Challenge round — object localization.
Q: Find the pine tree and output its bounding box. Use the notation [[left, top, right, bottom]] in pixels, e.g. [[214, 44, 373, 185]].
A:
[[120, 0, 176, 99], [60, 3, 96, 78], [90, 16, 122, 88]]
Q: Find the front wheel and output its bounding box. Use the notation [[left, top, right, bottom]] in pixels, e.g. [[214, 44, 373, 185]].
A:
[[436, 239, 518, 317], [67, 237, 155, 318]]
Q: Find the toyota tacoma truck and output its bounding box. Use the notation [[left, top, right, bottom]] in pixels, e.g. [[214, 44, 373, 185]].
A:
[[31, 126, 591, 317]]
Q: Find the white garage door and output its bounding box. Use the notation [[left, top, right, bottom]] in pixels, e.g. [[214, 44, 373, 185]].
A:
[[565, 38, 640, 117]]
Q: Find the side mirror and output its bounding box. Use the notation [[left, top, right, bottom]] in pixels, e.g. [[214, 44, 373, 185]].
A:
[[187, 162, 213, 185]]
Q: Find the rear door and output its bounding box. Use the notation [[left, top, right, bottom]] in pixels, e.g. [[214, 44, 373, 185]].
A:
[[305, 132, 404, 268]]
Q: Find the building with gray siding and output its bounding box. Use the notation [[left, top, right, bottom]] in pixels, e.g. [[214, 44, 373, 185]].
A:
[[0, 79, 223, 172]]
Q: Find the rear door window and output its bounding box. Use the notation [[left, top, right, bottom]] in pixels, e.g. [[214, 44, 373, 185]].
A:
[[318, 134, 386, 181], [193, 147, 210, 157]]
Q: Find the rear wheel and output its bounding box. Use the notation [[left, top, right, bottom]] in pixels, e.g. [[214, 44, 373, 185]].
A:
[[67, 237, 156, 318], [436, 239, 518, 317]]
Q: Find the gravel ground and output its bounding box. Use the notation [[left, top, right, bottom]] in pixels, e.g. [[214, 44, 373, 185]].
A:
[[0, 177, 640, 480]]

■ **Written instruction**
Reproduce the records above in full, substituting "enclosing rectangle" for each occurrence of "bounding box" and leaving all other text unchanged.

■ **Completed task**
Challenge round — object localization.
Q: Find the pine tree and output its enclosing rectangle. Use the notation [[left, top, right, bottom]] in pixels, e.g. [[214, 44, 373, 185]].
A:
[[120, 0, 176, 99], [60, 3, 96, 78], [90, 16, 122, 88]]
Q: Find the front wheel and output its enclosing rectangle. Use the notation [[left, top, right, bottom]] in pixels, e.g. [[214, 44, 373, 185]].
A:
[[436, 239, 518, 317], [67, 237, 155, 318]]
Q: Find the toyota tacoma truck and output its enclosing rectangle. Use the notation [[left, top, right, bottom]] in pixels, e.g. [[214, 44, 373, 185]].
A:
[[31, 126, 591, 317]]
Q: Find the white garage door and output its enclosing rectangle. Use the notation [[left, top, right, bottom]] in pixels, e.g. [[214, 44, 373, 185]].
A:
[[565, 38, 640, 117]]
Q: Find the side mirror and output its enclosing rectangle. Use the notation [[left, top, right, bottom]] in pixels, e.g. [[214, 44, 373, 185]].
A:
[[187, 162, 213, 185]]
Q: Find the rear door and output its enclosing rectangle. Use the notation [[left, top, right, bottom]] in pixels, e.g. [[214, 44, 373, 185]].
A:
[[305, 132, 404, 268]]
Q: Find the building with gray siding and output its enclosing rectangle. Use the notation [[left, top, right, bottom]] in pixels, e.g. [[214, 44, 373, 185]].
A:
[[0, 79, 223, 172]]
Q: Find the rear door window and output its enclosing rectangle. Use the notation [[left, top, right, bottom]] in pixels, e.g. [[214, 44, 373, 185]].
A:
[[318, 134, 386, 181], [193, 147, 210, 157]]
Q: Find the rear wheel and output its enclosing rectangle. Use the notation [[left, top, right, bottom]] in pixels, e.g. [[214, 44, 373, 185]].
A:
[[67, 237, 156, 318], [436, 239, 518, 317]]
Q: Find the gravel ground and output its enclosing rectangle. Use the notation [[left, top, right, bottom]] in pixels, e.g. [[214, 44, 373, 185]].
A:
[[0, 177, 640, 480]]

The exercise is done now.